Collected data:
· · · ·
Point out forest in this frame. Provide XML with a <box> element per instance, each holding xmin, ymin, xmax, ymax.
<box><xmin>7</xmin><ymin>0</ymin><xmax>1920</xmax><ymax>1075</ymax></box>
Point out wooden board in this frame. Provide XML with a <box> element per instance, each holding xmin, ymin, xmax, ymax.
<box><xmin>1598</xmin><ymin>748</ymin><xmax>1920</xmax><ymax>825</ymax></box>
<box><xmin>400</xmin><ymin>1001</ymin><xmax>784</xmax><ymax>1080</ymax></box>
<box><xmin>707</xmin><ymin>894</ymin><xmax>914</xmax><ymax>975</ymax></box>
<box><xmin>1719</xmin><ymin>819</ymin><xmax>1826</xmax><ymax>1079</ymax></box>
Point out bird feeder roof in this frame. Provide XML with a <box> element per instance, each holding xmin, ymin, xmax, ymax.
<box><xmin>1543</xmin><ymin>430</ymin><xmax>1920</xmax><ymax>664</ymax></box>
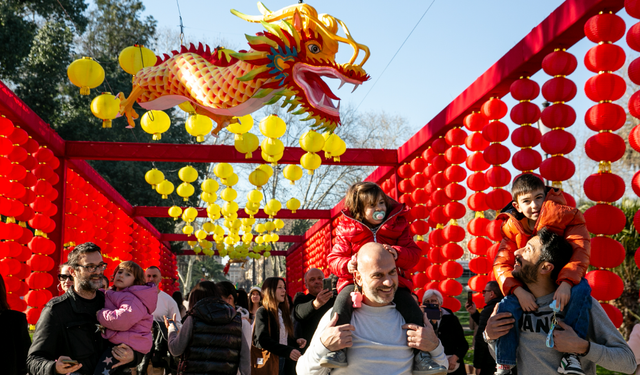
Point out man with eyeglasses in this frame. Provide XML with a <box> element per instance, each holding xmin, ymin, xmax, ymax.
<box><xmin>27</xmin><ymin>242</ymin><xmax>137</xmax><ymax>375</ymax></box>
<box><xmin>465</xmin><ymin>281</ymin><xmax>504</xmax><ymax>374</ymax></box>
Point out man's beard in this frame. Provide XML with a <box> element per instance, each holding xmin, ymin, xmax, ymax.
<box><xmin>361</xmin><ymin>280</ymin><xmax>397</xmax><ymax>305</ymax></box>
<box><xmin>512</xmin><ymin>261</ymin><xmax>540</xmax><ymax>285</ymax></box>
<box><xmin>77</xmin><ymin>274</ymin><xmax>103</xmax><ymax>292</ymax></box>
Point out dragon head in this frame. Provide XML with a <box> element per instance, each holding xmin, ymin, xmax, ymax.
<box><xmin>231</xmin><ymin>2</ymin><xmax>370</xmax><ymax>132</ymax></box>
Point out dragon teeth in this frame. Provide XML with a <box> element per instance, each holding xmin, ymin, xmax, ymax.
<box><xmin>351</xmin><ymin>84</ymin><xmax>360</xmax><ymax>93</ymax></box>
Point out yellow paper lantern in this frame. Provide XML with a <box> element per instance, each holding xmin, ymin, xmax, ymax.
<box><xmin>200</xmin><ymin>192</ymin><xmax>217</xmax><ymax>203</ymax></box>
<box><xmin>247</xmin><ymin>189</ymin><xmax>264</xmax><ymax>203</ymax></box>
<box><xmin>223</xmin><ymin>201</ymin><xmax>239</xmax><ymax>215</ymax></box>
<box><xmin>155</xmin><ymin>180</ymin><xmax>174</xmax><ymax>199</ymax></box>
<box><xmin>214</xmin><ymin>163</ymin><xmax>233</xmax><ymax>179</ymax></box>
<box><xmin>282</xmin><ymin>165</ymin><xmax>303</xmax><ymax>185</ymax></box>
<box><xmin>331</xmin><ymin>136</ymin><xmax>347</xmax><ymax>162</ymax></box>
<box><xmin>188</xmin><ymin>240</ymin><xmax>198</xmax><ymax>247</ymax></box>
<box><xmin>176</xmin><ymin>182</ymin><xmax>194</xmax><ymax>201</ymax></box>
<box><xmin>263</xmin><ymin>251</ymin><xmax>271</xmax><ymax>258</ymax></box>
<box><xmin>67</xmin><ymin>57</ymin><xmax>105</xmax><ymax>95</ymax></box>
<box><xmin>242</xmin><ymin>218</ymin><xmax>256</xmax><ymax>226</ymax></box>
<box><xmin>168</xmin><ymin>206</ymin><xmax>182</xmax><ymax>220</ymax></box>
<box><xmin>195</xmin><ymin>229</ymin><xmax>208</xmax><ymax>240</ymax></box>
<box><xmin>255</xmin><ymin>223</ymin><xmax>266</xmax><ymax>233</ymax></box>
<box><xmin>201</xmin><ymin>178</ymin><xmax>219</xmax><ymax>193</ymax></box>
<box><xmin>261</xmin><ymin>151</ymin><xmax>283</xmax><ymax>166</ymax></box>
<box><xmin>178</xmin><ymin>165</ymin><xmax>198</xmax><ymax>183</ymax></box>
<box><xmin>258</xmin><ymin>164</ymin><xmax>274</xmax><ymax>178</ymax></box>
<box><xmin>248</xmin><ymin>169</ymin><xmax>269</xmax><ymax>189</ymax></box>
<box><xmin>286</xmin><ymin>198</ymin><xmax>300</xmax><ymax>213</ymax></box>
<box><xmin>266</xmin><ymin>199</ymin><xmax>282</xmax><ymax>214</ymax></box>
<box><xmin>183</xmin><ymin>207</ymin><xmax>199</xmax><ymax>222</ymax></box>
<box><xmin>263</xmin><ymin>233</ymin><xmax>273</xmax><ymax>242</ymax></box>
<box><xmin>259</xmin><ymin>114</ymin><xmax>286</xmax><ymax>138</ymax></box>
<box><xmin>274</xmin><ymin>219</ymin><xmax>284</xmax><ymax>231</ymax></box>
<box><xmin>271</xmin><ymin>234</ymin><xmax>280</xmax><ymax>242</ymax></box>
<box><xmin>182</xmin><ymin>225</ymin><xmax>194</xmax><ymax>235</ymax></box>
<box><xmin>242</xmin><ymin>233</ymin><xmax>253</xmax><ymax>243</ymax></box>
<box><xmin>145</xmin><ymin>168</ymin><xmax>164</xmax><ymax>189</ymax></box>
<box><xmin>264</xmin><ymin>221</ymin><xmax>276</xmax><ymax>232</ymax></box>
<box><xmin>202</xmin><ymin>221</ymin><xmax>215</xmax><ymax>233</ymax></box>
<box><xmin>261</xmin><ymin>137</ymin><xmax>284</xmax><ymax>156</ymax></box>
<box><xmin>220</xmin><ymin>187</ymin><xmax>237</xmax><ymax>202</ymax></box>
<box><xmin>245</xmin><ymin>207</ymin><xmax>258</xmax><ymax>218</ymax></box>
<box><xmin>227</xmin><ymin>212</ymin><xmax>238</xmax><ymax>220</ymax></box>
<box><xmin>90</xmin><ymin>92</ymin><xmax>121</xmax><ymax>128</ymax></box>
<box><xmin>300</xmin><ymin>152</ymin><xmax>321</xmax><ymax>175</ymax></box>
<box><xmin>255</xmin><ymin>235</ymin><xmax>264</xmax><ymax>244</ymax></box>
<box><xmin>207</xmin><ymin>204</ymin><xmax>221</xmax><ymax>217</ymax></box>
<box><xmin>228</xmin><ymin>114</ymin><xmax>254</xmax><ymax>139</ymax></box>
<box><xmin>186</xmin><ymin>114</ymin><xmax>213</xmax><ymax>142</ymax></box>
<box><xmin>221</xmin><ymin>173</ymin><xmax>239</xmax><ymax>187</ymax></box>
<box><xmin>299</xmin><ymin>130</ymin><xmax>325</xmax><ymax>153</ymax></box>
<box><xmin>141</xmin><ymin>110</ymin><xmax>171</xmax><ymax>140</ymax></box>
<box><xmin>263</xmin><ymin>206</ymin><xmax>273</xmax><ymax>217</ymax></box>
<box><xmin>234</xmin><ymin>132</ymin><xmax>259</xmax><ymax>158</ymax></box>
<box><xmin>246</xmin><ymin>201</ymin><xmax>260</xmax><ymax>211</ymax></box>
<box><xmin>118</xmin><ymin>44</ymin><xmax>156</xmax><ymax>76</ymax></box>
· · · ·
• _Activity_:
Drop the images and return the data verbatim.

• _Solution to this exercise_:
Point out forest in this frame. Provide XML with a <box> element per instance, each holding xmin, ymin, xmax, ymax.
<box><xmin>7</xmin><ymin>0</ymin><xmax>1920</xmax><ymax>1075</ymax></box>
Point out wooden board in this frame. Provide XML with a <box> element per instance, each holding xmin, ymin, xmax, ymax.
<box><xmin>1598</xmin><ymin>748</ymin><xmax>1920</xmax><ymax>825</ymax></box>
<box><xmin>400</xmin><ymin>1001</ymin><xmax>784</xmax><ymax>1080</ymax></box>
<box><xmin>707</xmin><ymin>894</ymin><xmax>914</xmax><ymax>975</ymax></box>
<box><xmin>1719</xmin><ymin>819</ymin><xmax>1826</xmax><ymax>1079</ymax></box>
Point out bird feeder roof in this frame. Provide XML with a <box> element per instance, each holding xmin, ymin, xmax, ymax.
<box><xmin>1543</xmin><ymin>430</ymin><xmax>1920</xmax><ymax>664</ymax></box>
Point out man with eyeglasses in this frame. Provide XML with a <box> element per instance, each holding xmin, ymin, xmax, ymax.
<box><xmin>27</xmin><ymin>242</ymin><xmax>137</xmax><ymax>375</ymax></box>
<box><xmin>465</xmin><ymin>281</ymin><xmax>504</xmax><ymax>374</ymax></box>
Point out man's beard in this frame. Provide XML with a <box> element per instance, each holding xmin, ymin, xmax, ymax.
<box><xmin>361</xmin><ymin>280</ymin><xmax>397</xmax><ymax>305</ymax></box>
<box><xmin>512</xmin><ymin>261</ymin><xmax>540</xmax><ymax>285</ymax></box>
<box><xmin>77</xmin><ymin>274</ymin><xmax>103</xmax><ymax>292</ymax></box>
Point out dragon head in this frame. Provide XML with a <box> element per instance, each holding xmin, ymin, xmax, ymax.
<box><xmin>231</xmin><ymin>2</ymin><xmax>370</xmax><ymax>132</ymax></box>
Point out dragon teeth in this frame. Provide XML with a <box> element per instance, each holding xmin, ymin, xmax, ymax.
<box><xmin>351</xmin><ymin>84</ymin><xmax>360</xmax><ymax>93</ymax></box>
Point out yellow paper lantern in this frame. Provide XML with a <box> element per instance, each holding xmin, ymin, xmax, ymax.
<box><xmin>200</xmin><ymin>192</ymin><xmax>217</xmax><ymax>203</ymax></box>
<box><xmin>247</xmin><ymin>189</ymin><xmax>264</xmax><ymax>203</ymax></box>
<box><xmin>223</xmin><ymin>201</ymin><xmax>239</xmax><ymax>215</ymax></box>
<box><xmin>155</xmin><ymin>180</ymin><xmax>174</xmax><ymax>199</ymax></box>
<box><xmin>214</xmin><ymin>163</ymin><xmax>233</xmax><ymax>179</ymax></box>
<box><xmin>282</xmin><ymin>165</ymin><xmax>303</xmax><ymax>185</ymax></box>
<box><xmin>331</xmin><ymin>136</ymin><xmax>347</xmax><ymax>162</ymax></box>
<box><xmin>188</xmin><ymin>240</ymin><xmax>198</xmax><ymax>247</ymax></box>
<box><xmin>176</xmin><ymin>182</ymin><xmax>194</xmax><ymax>201</ymax></box>
<box><xmin>263</xmin><ymin>251</ymin><xmax>271</xmax><ymax>258</ymax></box>
<box><xmin>67</xmin><ymin>57</ymin><xmax>105</xmax><ymax>95</ymax></box>
<box><xmin>242</xmin><ymin>218</ymin><xmax>256</xmax><ymax>226</ymax></box>
<box><xmin>168</xmin><ymin>206</ymin><xmax>182</xmax><ymax>220</ymax></box>
<box><xmin>195</xmin><ymin>229</ymin><xmax>208</xmax><ymax>240</ymax></box>
<box><xmin>255</xmin><ymin>223</ymin><xmax>266</xmax><ymax>233</ymax></box>
<box><xmin>201</xmin><ymin>178</ymin><xmax>219</xmax><ymax>193</ymax></box>
<box><xmin>261</xmin><ymin>151</ymin><xmax>283</xmax><ymax>166</ymax></box>
<box><xmin>178</xmin><ymin>165</ymin><xmax>198</xmax><ymax>183</ymax></box>
<box><xmin>258</xmin><ymin>164</ymin><xmax>274</xmax><ymax>178</ymax></box>
<box><xmin>248</xmin><ymin>169</ymin><xmax>269</xmax><ymax>189</ymax></box>
<box><xmin>286</xmin><ymin>198</ymin><xmax>300</xmax><ymax>213</ymax></box>
<box><xmin>266</xmin><ymin>199</ymin><xmax>282</xmax><ymax>214</ymax></box>
<box><xmin>183</xmin><ymin>207</ymin><xmax>199</xmax><ymax>222</ymax></box>
<box><xmin>263</xmin><ymin>233</ymin><xmax>273</xmax><ymax>242</ymax></box>
<box><xmin>259</xmin><ymin>114</ymin><xmax>286</xmax><ymax>138</ymax></box>
<box><xmin>274</xmin><ymin>219</ymin><xmax>284</xmax><ymax>231</ymax></box>
<box><xmin>271</xmin><ymin>234</ymin><xmax>280</xmax><ymax>242</ymax></box>
<box><xmin>182</xmin><ymin>225</ymin><xmax>194</xmax><ymax>235</ymax></box>
<box><xmin>242</xmin><ymin>233</ymin><xmax>253</xmax><ymax>243</ymax></box>
<box><xmin>145</xmin><ymin>168</ymin><xmax>164</xmax><ymax>189</ymax></box>
<box><xmin>264</xmin><ymin>221</ymin><xmax>276</xmax><ymax>232</ymax></box>
<box><xmin>202</xmin><ymin>221</ymin><xmax>215</xmax><ymax>233</ymax></box>
<box><xmin>261</xmin><ymin>137</ymin><xmax>284</xmax><ymax>156</ymax></box>
<box><xmin>220</xmin><ymin>187</ymin><xmax>237</xmax><ymax>202</ymax></box>
<box><xmin>245</xmin><ymin>207</ymin><xmax>258</xmax><ymax>218</ymax></box>
<box><xmin>227</xmin><ymin>212</ymin><xmax>238</xmax><ymax>220</ymax></box>
<box><xmin>90</xmin><ymin>92</ymin><xmax>121</xmax><ymax>128</ymax></box>
<box><xmin>300</xmin><ymin>152</ymin><xmax>321</xmax><ymax>175</ymax></box>
<box><xmin>255</xmin><ymin>235</ymin><xmax>264</xmax><ymax>244</ymax></box>
<box><xmin>207</xmin><ymin>204</ymin><xmax>221</xmax><ymax>217</ymax></box>
<box><xmin>228</xmin><ymin>114</ymin><xmax>254</xmax><ymax>139</ymax></box>
<box><xmin>186</xmin><ymin>114</ymin><xmax>213</xmax><ymax>142</ymax></box>
<box><xmin>221</xmin><ymin>173</ymin><xmax>239</xmax><ymax>187</ymax></box>
<box><xmin>299</xmin><ymin>130</ymin><xmax>325</xmax><ymax>153</ymax></box>
<box><xmin>141</xmin><ymin>110</ymin><xmax>171</xmax><ymax>140</ymax></box>
<box><xmin>263</xmin><ymin>206</ymin><xmax>273</xmax><ymax>217</ymax></box>
<box><xmin>234</xmin><ymin>132</ymin><xmax>259</xmax><ymax>158</ymax></box>
<box><xmin>246</xmin><ymin>201</ymin><xmax>260</xmax><ymax>211</ymax></box>
<box><xmin>118</xmin><ymin>44</ymin><xmax>156</xmax><ymax>76</ymax></box>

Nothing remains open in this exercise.